→ **Information given**:
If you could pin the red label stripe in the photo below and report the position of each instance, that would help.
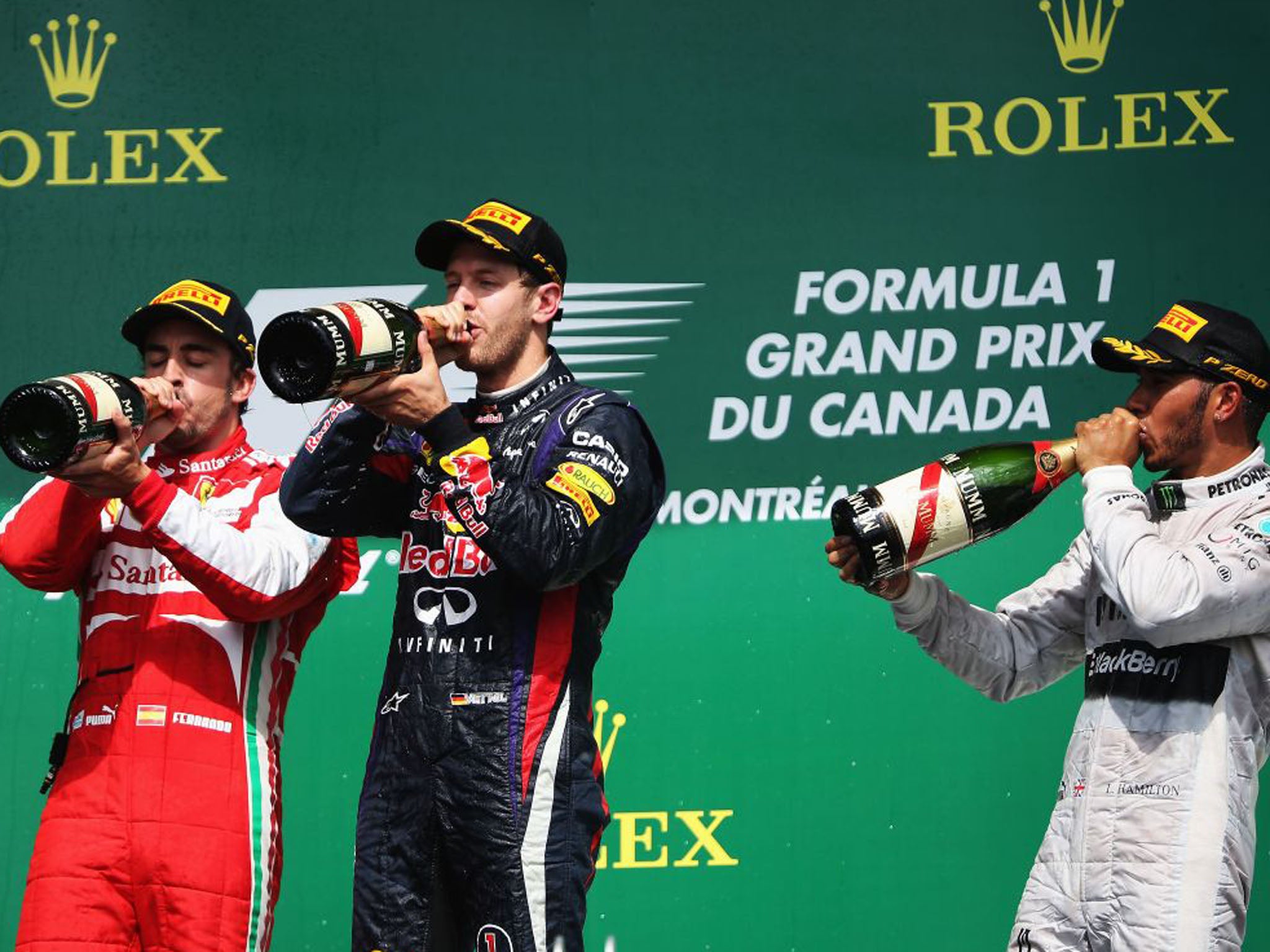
(1042, 482)
(355, 325)
(551, 650)
(928, 505)
(89, 397)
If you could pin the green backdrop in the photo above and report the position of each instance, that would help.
(818, 243)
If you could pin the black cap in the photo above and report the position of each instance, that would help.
(213, 306)
(525, 236)
(1197, 338)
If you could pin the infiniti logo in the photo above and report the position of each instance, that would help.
(458, 604)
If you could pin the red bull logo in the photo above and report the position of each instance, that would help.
(473, 474)
(432, 507)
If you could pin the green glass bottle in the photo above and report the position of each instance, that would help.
(959, 499)
(55, 421)
(322, 352)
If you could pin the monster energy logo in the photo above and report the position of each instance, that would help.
(1169, 496)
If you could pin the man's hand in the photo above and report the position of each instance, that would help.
(407, 399)
(845, 558)
(1110, 439)
(453, 320)
(109, 471)
(166, 409)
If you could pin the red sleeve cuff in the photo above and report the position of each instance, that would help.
(150, 499)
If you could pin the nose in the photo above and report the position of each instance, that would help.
(1139, 403)
(464, 296)
(172, 372)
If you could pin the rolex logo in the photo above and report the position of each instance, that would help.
(606, 746)
(73, 76)
(1083, 46)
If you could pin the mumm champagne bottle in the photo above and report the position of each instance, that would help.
(340, 348)
(55, 421)
(954, 501)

→ **What you have to do**: Reproduce the material above word for word, line by line in the same order, and leave the picture out.

→ **Final result**:
If you could pin the red label stripe in the photo below and report the position of each instance, that would help.
(1042, 482)
(355, 325)
(551, 650)
(928, 505)
(89, 397)
If you could pin the green backdrop in the photo above and report the position of each instance, that would help.
(818, 243)
If you could pin the black cap in the photo above and report the position of each instance, that would help.
(213, 306)
(525, 236)
(1197, 338)
If you could pin the infiniti logo in the photo above and report the position of each instance, that would help.
(458, 604)
If you could pin the red bull logo in the photo above and report the position of each instance, that would help.
(473, 474)
(432, 507)
If you could pin the green glass bottle in the photo above and report the position of each instance, that would help.
(959, 499)
(55, 421)
(322, 352)
If you could pin the monster energy logo in the photo above and report the position of each instance, that would help.
(1169, 496)
If you could pin the man's hand in the photo above and report the position of each instance, that would help.
(407, 399)
(845, 558)
(1110, 439)
(453, 320)
(109, 471)
(166, 409)
If you could pin the red sleeve cuff in the photo above and report the position of each instance, that would help.
(150, 499)
If you could pin the nose in the photo above and report the position of each instance, that would help.
(1139, 403)
(464, 296)
(172, 372)
If you could pin the rolex logo in the photo above and report the position of each instance, that would help.
(606, 746)
(73, 76)
(1083, 46)
If you could pin the mumm champagne bottle in the photo above and report the position of each instance, that would help.
(340, 348)
(55, 421)
(954, 501)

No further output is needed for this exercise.